SOURCE EXCERPT —

━━━━━━

I hope you know that I'm the lucky one.  I hope you know that on those days that I'm feeling "extra feisty," or when I'm not thinking about what I'm saying, and you bring me back down to Earth, I may not like it at the moment, but I say to myself: "remember this. remember to thank her someday, because even if I didn't want it, I needed it."  I hope you know that I know, deep in the depths of my heart, I have not missed anything that wasn't worth missing.  I hope you know that in you, you have given me something that most people will never know, and never understand.  And it is for that reason that I hold you so tightly, that is why I treasure you so much, that is why I do not feel the need to see what I am missing, because what I want is right next to me, holding my hand.  I hope you know that even on our "bad days," I go to bed remembering all the things I love about you the most, and I know we're going to be o-k.  We are different from most, and I like it that way.

Tuesday, January 4, 2011

salty, sweaty, beautiful

I think I have a gift for seeing the beauty in most things.  This is something I love about myself.  Right now, in life, I'm trying to just get to know me and then let the other friends in my life get to know her too.  Now, don't get me wrong, I'm totally open to change; but this time it will be for me, not anyone else.  So, with that said, let me paint you a picture of beauty that I took part in tonight.

━━━━━━

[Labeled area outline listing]
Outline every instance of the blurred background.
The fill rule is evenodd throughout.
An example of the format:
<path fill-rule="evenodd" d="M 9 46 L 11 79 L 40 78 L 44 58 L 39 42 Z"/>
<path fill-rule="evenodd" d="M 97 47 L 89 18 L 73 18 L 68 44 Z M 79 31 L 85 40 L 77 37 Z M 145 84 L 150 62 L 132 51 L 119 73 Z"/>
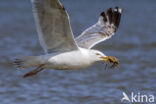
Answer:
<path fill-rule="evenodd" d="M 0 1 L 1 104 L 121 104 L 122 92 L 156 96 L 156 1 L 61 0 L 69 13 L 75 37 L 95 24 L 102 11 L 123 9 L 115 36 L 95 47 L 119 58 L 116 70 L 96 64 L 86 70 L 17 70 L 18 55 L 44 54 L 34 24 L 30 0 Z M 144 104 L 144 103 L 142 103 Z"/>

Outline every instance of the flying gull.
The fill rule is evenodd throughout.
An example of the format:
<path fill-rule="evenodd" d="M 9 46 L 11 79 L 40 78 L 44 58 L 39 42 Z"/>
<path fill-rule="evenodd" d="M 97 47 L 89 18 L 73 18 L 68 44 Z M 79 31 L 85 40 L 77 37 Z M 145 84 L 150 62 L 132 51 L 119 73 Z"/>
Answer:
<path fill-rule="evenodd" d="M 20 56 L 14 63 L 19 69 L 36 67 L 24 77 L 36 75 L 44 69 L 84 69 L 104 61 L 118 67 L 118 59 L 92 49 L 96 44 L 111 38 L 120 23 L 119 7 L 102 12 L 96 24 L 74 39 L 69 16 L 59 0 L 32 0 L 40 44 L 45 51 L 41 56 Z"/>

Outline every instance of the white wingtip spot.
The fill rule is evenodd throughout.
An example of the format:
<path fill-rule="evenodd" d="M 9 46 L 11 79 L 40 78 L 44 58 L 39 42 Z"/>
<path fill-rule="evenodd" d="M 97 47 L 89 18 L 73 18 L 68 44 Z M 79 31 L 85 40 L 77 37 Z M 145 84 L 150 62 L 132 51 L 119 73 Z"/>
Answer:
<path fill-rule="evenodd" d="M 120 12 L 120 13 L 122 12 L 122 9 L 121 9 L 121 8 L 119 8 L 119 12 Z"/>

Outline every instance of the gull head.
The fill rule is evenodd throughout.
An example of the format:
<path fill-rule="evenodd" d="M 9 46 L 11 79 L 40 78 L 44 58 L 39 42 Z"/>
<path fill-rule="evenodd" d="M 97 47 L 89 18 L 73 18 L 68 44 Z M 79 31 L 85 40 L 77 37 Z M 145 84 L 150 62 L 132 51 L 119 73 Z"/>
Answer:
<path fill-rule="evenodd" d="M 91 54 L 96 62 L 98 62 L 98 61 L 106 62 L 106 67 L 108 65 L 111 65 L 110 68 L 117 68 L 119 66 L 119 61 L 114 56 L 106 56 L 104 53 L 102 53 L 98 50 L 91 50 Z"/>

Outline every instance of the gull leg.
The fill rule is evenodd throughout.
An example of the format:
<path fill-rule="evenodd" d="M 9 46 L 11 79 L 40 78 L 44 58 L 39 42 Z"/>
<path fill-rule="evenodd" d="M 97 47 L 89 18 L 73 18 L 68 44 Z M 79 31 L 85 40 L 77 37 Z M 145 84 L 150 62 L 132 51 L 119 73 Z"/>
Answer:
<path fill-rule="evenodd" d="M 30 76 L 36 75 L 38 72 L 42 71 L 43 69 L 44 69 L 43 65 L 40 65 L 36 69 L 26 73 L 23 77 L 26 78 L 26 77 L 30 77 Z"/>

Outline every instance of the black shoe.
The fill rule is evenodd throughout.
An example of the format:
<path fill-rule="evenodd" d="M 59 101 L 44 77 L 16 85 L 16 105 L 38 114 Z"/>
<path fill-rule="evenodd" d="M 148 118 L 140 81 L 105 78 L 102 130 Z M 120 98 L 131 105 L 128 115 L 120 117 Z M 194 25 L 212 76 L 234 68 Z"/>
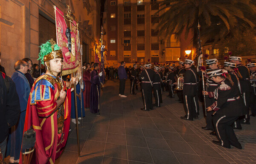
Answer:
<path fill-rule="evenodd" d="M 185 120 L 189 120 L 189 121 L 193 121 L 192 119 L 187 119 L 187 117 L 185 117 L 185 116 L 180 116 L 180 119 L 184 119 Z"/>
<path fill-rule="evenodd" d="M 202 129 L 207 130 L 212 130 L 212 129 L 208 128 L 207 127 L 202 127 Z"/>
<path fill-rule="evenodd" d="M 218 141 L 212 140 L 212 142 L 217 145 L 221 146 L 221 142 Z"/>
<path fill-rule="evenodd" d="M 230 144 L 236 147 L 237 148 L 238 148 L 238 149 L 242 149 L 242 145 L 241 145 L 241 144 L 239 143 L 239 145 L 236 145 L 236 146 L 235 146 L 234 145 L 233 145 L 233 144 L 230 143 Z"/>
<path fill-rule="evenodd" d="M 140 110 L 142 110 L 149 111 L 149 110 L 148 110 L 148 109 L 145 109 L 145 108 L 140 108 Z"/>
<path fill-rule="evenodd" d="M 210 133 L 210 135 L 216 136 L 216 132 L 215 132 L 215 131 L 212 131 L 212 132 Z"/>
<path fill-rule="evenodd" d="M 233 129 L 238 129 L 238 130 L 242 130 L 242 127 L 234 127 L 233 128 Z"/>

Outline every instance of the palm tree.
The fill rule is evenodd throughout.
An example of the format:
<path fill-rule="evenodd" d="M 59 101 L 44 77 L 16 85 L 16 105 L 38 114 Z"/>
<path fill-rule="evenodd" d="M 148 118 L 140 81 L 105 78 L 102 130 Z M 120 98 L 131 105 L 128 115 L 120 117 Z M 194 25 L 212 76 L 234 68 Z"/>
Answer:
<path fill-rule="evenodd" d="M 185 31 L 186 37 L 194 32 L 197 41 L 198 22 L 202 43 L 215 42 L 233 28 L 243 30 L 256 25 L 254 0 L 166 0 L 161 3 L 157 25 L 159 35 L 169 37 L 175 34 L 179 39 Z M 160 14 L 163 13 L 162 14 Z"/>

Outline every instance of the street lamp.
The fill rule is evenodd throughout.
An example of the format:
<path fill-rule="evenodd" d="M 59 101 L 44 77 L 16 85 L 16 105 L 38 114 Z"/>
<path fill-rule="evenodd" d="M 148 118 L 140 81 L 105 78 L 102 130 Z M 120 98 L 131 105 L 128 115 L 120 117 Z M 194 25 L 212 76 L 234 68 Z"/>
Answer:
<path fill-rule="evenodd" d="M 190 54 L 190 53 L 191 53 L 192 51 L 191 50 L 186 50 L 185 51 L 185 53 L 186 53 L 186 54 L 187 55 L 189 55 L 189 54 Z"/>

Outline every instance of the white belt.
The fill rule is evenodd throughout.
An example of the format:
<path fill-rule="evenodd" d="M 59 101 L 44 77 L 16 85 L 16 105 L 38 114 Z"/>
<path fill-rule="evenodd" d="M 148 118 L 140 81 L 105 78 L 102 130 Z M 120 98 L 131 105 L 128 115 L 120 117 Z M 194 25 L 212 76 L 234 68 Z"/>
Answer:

━━━━━━

GIVEN INSTRUCTION 1 —
Answer these questions about the blog excerpt:
(a) Even on "bad days," what does the writer go to bed remembering?
(b) What date appears above the entry titled "salty, sweaty, beautiful"?
(c) What gift does the writer believe they have?
GIVEN INSTRUCTION 2 —
Write out the blog excerpt verbatim, from "I think I have" up to and including "part in tonight.".

RESULT 1 —
(a) All the things the writer loves about the person addressed the most.
(b) Tuesday, January 4, 2011.
(c) A gift for seeing the beauty in most things.

RESULT 2 —
I think I have a gift for seeing the beauty in most things.  This is something I love about myself.  Right now, in life, I'm trying to just get to know me and then let the other friends in my life get to know her too.  Now, don't get me wrong, I'm totally open to change; but this time it will be for me, not anyone else.  So, with that said, let me paint you a picture of beauty that I took part in tonight.